#### PROVIDED DATA ####

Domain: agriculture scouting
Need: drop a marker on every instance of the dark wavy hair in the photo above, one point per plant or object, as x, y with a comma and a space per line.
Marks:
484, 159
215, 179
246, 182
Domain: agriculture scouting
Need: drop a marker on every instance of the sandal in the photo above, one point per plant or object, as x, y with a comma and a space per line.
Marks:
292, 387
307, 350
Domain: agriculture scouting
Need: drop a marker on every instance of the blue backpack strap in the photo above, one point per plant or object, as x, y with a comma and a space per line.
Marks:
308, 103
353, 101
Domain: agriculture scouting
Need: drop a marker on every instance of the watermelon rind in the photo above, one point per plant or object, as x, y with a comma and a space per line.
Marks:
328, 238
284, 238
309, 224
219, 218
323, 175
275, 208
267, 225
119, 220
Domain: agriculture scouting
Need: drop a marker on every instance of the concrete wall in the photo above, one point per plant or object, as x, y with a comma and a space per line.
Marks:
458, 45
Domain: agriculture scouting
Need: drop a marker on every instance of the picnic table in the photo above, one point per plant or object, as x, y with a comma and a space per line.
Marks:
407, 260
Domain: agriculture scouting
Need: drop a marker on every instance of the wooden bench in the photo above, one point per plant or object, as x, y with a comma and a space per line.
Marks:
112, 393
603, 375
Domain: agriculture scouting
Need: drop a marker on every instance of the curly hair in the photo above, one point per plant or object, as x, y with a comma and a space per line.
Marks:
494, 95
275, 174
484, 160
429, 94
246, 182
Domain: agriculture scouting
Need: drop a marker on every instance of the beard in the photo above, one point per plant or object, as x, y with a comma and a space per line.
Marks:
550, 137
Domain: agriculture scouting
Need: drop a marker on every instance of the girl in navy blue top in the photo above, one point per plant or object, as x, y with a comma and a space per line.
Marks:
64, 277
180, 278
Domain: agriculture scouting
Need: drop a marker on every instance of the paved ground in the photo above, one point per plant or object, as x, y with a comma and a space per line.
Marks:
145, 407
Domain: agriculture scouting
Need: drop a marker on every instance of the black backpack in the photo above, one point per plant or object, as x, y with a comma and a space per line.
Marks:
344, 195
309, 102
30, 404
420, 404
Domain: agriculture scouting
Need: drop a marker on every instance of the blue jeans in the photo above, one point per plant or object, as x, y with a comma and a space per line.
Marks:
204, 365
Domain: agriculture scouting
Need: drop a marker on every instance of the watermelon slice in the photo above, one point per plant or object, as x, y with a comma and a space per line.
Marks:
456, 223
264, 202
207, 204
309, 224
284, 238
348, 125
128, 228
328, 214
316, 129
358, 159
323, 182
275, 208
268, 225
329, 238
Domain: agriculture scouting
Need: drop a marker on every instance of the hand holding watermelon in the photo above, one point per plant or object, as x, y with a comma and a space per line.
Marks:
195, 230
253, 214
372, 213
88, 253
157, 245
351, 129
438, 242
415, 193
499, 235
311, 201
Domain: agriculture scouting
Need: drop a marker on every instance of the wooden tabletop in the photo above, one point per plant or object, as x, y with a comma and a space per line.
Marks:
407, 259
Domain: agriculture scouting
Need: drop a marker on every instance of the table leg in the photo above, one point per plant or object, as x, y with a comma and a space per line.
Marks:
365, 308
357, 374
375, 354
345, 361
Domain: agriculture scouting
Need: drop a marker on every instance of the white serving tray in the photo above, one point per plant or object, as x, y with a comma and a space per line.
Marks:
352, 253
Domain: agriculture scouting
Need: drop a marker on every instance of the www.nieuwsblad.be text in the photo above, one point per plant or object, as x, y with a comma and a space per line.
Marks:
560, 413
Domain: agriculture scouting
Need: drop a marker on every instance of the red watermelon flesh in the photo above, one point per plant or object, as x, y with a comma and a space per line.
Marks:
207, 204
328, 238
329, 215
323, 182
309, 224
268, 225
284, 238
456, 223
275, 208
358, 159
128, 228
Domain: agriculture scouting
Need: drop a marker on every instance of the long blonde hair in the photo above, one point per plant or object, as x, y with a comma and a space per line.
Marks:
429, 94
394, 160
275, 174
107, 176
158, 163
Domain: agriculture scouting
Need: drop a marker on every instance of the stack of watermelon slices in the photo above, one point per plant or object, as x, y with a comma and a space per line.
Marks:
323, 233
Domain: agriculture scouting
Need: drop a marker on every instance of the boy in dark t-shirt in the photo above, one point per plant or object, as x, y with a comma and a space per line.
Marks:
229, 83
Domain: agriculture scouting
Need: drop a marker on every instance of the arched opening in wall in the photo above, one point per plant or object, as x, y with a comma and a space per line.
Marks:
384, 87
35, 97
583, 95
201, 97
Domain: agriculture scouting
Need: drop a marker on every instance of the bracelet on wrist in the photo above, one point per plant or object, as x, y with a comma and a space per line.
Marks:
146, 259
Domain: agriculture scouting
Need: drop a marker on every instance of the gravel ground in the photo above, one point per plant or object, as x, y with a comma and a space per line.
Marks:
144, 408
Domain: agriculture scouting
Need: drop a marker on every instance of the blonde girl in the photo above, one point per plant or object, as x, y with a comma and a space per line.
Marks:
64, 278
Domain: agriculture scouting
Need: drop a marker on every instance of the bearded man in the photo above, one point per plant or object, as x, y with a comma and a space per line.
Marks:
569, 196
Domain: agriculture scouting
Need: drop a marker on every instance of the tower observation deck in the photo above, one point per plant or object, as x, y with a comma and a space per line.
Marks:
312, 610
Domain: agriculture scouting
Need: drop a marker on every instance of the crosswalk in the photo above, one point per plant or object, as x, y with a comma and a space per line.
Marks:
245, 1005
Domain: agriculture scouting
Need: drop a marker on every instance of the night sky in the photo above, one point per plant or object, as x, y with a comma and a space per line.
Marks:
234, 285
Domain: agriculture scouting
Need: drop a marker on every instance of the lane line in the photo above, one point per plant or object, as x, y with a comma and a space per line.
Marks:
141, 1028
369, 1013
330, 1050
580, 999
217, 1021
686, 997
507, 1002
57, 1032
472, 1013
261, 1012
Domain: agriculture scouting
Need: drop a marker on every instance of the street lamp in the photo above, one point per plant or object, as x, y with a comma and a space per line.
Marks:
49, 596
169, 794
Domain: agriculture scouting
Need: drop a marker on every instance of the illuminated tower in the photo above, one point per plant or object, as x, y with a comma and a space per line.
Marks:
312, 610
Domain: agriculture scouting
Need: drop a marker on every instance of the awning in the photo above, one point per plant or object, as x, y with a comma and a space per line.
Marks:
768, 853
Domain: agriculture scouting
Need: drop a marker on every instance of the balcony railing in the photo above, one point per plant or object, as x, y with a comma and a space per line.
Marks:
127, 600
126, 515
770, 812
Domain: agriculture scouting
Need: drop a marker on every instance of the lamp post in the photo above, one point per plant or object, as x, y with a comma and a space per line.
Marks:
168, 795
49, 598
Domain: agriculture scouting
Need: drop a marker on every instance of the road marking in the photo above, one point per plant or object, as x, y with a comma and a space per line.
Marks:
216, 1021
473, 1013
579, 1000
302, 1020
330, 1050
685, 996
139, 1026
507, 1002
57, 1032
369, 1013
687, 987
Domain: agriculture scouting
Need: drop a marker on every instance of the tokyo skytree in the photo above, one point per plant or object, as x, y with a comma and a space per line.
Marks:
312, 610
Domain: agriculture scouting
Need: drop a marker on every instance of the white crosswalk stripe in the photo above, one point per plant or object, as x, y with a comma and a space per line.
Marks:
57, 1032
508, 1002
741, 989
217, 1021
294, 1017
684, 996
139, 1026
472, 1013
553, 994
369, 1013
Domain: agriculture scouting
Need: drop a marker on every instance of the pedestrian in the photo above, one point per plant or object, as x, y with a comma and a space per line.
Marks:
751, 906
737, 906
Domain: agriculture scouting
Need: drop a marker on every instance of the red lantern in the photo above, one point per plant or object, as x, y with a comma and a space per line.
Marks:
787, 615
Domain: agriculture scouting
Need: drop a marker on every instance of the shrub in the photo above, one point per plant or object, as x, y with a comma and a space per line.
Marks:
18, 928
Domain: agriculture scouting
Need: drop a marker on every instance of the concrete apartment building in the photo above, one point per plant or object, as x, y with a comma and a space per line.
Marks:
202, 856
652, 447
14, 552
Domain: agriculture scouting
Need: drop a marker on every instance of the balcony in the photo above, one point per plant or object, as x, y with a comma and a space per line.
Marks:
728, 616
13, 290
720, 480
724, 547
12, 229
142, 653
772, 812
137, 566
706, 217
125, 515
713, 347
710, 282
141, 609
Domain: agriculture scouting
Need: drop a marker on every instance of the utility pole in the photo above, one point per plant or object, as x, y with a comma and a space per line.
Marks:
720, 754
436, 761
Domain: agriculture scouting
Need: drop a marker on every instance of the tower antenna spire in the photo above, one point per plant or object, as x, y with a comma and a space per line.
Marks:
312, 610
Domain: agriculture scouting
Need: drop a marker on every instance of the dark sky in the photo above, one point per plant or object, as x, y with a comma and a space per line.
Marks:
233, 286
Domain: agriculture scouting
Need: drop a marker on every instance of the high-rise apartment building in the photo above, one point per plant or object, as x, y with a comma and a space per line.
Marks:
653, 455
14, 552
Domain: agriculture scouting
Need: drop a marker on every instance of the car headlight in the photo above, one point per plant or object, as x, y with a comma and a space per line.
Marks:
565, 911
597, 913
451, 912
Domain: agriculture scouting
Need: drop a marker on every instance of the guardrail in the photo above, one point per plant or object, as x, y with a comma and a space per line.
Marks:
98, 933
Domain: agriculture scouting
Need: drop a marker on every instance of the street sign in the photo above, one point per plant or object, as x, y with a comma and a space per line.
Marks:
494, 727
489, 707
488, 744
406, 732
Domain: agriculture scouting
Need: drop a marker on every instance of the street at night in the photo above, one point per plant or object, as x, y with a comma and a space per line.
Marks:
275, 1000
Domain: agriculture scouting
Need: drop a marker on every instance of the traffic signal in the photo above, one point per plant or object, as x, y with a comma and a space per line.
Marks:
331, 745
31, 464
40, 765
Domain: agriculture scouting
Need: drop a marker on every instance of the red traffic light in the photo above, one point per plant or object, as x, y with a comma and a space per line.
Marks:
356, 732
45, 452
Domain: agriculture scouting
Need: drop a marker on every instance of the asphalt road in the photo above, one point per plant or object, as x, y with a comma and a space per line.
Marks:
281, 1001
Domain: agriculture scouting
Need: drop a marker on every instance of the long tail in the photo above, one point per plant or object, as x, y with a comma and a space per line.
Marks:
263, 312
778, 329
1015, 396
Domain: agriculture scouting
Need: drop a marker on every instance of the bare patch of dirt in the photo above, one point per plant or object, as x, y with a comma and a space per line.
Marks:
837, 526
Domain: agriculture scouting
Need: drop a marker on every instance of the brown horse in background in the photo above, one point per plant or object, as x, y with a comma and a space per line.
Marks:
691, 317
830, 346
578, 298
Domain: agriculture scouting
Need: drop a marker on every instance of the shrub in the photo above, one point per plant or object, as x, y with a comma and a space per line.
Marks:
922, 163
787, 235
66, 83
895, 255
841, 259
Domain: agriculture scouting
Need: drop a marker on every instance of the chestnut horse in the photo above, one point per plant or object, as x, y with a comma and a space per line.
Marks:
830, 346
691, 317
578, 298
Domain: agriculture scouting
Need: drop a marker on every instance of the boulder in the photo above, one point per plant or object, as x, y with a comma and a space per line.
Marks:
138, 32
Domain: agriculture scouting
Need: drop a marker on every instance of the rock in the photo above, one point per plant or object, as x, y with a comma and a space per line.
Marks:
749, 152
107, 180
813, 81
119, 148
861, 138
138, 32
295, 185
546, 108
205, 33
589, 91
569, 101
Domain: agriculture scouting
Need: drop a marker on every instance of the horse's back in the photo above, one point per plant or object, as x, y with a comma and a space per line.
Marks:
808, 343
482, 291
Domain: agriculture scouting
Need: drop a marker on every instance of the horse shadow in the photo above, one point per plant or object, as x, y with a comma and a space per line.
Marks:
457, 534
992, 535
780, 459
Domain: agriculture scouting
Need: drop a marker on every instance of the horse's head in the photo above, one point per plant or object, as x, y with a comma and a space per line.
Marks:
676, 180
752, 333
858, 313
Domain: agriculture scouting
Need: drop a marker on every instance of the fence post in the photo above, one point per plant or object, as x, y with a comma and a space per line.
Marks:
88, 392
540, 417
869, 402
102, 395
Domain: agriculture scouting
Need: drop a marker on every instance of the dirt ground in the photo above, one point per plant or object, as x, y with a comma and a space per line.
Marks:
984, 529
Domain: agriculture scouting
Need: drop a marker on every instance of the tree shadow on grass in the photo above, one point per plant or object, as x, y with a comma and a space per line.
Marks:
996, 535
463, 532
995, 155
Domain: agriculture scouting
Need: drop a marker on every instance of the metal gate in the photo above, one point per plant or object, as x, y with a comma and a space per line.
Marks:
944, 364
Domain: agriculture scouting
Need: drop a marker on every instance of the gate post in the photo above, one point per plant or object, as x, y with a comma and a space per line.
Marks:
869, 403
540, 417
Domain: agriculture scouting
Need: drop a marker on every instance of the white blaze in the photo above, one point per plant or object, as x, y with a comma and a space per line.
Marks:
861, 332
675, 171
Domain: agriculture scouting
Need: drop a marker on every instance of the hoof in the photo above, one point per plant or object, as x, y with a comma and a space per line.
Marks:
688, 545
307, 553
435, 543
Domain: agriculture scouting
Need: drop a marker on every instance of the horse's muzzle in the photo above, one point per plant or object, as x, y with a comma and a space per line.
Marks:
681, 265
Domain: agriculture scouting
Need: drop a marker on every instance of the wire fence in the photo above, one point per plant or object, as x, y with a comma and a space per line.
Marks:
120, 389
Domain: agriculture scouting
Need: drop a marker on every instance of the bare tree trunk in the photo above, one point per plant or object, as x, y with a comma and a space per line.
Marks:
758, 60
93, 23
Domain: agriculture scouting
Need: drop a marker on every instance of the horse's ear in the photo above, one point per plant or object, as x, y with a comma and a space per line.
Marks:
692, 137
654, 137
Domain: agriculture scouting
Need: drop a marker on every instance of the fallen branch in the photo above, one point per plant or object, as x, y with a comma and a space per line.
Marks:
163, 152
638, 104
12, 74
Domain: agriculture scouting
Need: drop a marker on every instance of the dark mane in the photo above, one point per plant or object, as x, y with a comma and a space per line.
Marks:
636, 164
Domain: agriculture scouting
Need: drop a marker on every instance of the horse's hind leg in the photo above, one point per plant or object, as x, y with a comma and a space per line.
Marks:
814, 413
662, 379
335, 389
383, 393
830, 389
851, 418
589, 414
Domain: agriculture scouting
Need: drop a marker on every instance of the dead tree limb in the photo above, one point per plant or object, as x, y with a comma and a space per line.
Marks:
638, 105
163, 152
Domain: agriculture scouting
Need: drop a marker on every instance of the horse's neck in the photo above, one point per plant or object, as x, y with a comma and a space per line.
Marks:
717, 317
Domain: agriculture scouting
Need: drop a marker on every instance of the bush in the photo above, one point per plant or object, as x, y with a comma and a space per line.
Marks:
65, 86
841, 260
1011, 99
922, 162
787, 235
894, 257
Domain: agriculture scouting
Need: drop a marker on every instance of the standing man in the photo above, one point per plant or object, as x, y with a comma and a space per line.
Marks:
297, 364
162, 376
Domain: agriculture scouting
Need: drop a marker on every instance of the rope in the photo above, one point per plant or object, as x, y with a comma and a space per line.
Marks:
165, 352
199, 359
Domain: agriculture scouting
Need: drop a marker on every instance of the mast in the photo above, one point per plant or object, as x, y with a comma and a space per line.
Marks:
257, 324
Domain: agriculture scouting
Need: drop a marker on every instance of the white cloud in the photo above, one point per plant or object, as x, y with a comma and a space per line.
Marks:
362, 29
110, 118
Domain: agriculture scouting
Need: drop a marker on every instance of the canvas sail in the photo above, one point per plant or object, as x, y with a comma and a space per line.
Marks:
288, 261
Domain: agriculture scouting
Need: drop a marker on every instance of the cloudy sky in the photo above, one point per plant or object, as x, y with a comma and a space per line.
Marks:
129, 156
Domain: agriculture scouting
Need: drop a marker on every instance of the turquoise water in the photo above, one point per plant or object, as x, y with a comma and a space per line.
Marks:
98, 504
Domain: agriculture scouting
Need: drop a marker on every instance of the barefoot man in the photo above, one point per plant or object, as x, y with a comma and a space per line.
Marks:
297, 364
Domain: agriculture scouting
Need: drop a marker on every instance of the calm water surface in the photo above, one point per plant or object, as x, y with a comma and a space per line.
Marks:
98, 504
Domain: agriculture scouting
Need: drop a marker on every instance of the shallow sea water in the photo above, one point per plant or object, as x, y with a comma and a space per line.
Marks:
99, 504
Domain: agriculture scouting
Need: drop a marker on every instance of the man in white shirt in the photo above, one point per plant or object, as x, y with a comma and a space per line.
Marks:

####

WHAT THE TASK REQUIRES: Please pick out every row above that contains the word "balcony" and copy each of those rows in full.

ANSWER TO THIS TASK:
Need: drop a marker on every instance of the balcony railing in the photo above, one point per plant or object, as x, y with a comma and a space per line.
Need: drop a marker on every instance of the balcony in the photo above, one point per plant or object, as x, y with a comma and a space per line.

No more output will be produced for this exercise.